START Quoted passage

On the transition from non-life to life A replicating lifeform inside another lifeform will kill it, cold.
— MikeL
Well it was nice knowing you then. Goodbye to you and the 100 trillion bacteria living mostly symbiotically in your gut. And the vast variety of retroviruses hijacking a ride on your DNA. — apokrisis
Well there's inside the body alongside our cells and there's inside the cell itself. The bacterial flora of our gut are not inside our cells, unlike the mitochondria. And if any of those retroviruses hitching a ride decide they might just pop out and see what's happening, guess what?
That was a very smart decision. When did it come to this decision? Before or after it killed the host?
— MikeL
Did you miss the key point? The host was a handy supply of its food. While it was a handy source of energy for its host. So the situation was SYMBIOTIC. :) — apokrisis
I agree that the host was a very good supply of food that the host cell had intended to use for itself. The mitochondria also provided energy for the cell, however, I think that some tweaking may have been needed here before they got it right. In the meantime you have a replicating cell that has invaded another replicating cell and is consuming it's resources. Not so symbiotic. Not yet.
They went together so exactly that they created a whole new evolutionary era. All their fellow microbes were left in the dust. In 4 billion years, the other guys have shown no essential structural change. — apokrisis
Wow, you've skipped right to the end of the story.
But it floats in a gene pool - a metagenome - of 18,000 genes that it can pick up as it needs as food sources change and a different kind of digestion might be needed, or whatever the environmental challenge happens to be. — apokrisis
The megagenome is interesting and you might have me there. I'll have to check it out.

END Quoted passage

Set of tasks –
[1] Reproduce word for word the part of the exchange on the transition from non-life to life between "On the transition" and "killed the host?", inclusive.
[2] In the exchange on the transition from non-life to life, how many genes are in the metagenome that apokrisis describes?
[3] For each statement, answer yes or no according to the exchange on the transition from non-life to life, and quote the words that decide it: (a) The bacterial flora of the gut are inside our cells. (b) The gut holds 100 trillion bacteria. (c) Over 4 billion years, the other microbes have shown no essential structural change.
The data that come next are not needed and can be ignored.

START Data excerpt

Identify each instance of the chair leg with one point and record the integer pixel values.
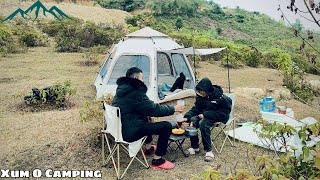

END Data excerpt

Exercise results –
[1]
On the transition from non-life to life A replicating lifeform inside another lifeform will kill it, cold.
— MikeL
Well it was nice knowing you then. Goodbye to you and the 100 trillion bacteria living mostly symbiotically in your gut. And the vast variety of retroviruses hijacking a ride on your DNA. — apokrisis
Well there's inside the body alongside our cells and there's inside the cell itself. The bacterial flora of our gut are not inside our cells, unlike the mitochondria. And if any of those retroviruses hitching a ride decide they might just pop out and see what's happening, guess what?
That was a very smart decision. When did it come to this decision? Before or after it killed the host?

[2] 18,000 genes.

[3]
(a) No: "The bacterial flora of our gut are not inside our cells"
(b) Yes: "the 100 trillion bacteria living mostly symbiotically in your gut"
(c) Yes: "In 4 billion years, the other guys have shown no essential structural change."